● SUPPLIED ENTRIES
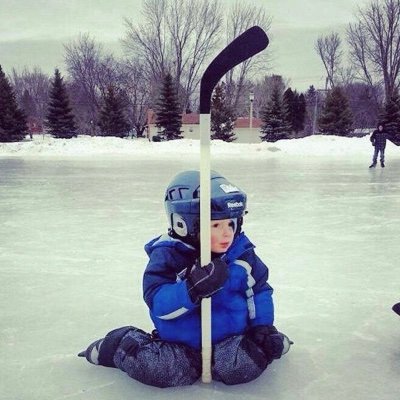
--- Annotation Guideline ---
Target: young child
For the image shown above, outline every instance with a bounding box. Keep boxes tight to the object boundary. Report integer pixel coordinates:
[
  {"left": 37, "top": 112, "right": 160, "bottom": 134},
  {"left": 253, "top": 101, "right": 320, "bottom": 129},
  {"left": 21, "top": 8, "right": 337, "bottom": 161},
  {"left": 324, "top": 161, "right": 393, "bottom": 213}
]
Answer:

● THE TASK
Repeat the lines above word for word, leaving out the picture.

● EXERCISE ANSWER
--- Annotation Guideline ---
Target: young child
For the image shown above, outline every instance with a bounding box. Keep boxes tight to the object boundary. Report integer pixel coordinates:
[
  {"left": 37, "top": 112, "right": 160, "bottom": 134},
  {"left": 253, "top": 101, "right": 320, "bottom": 129},
  {"left": 21, "top": 8, "right": 337, "bottom": 161},
  {"left": 324, "top": 161, "right": 393, "bottom": 213}
]
Answer:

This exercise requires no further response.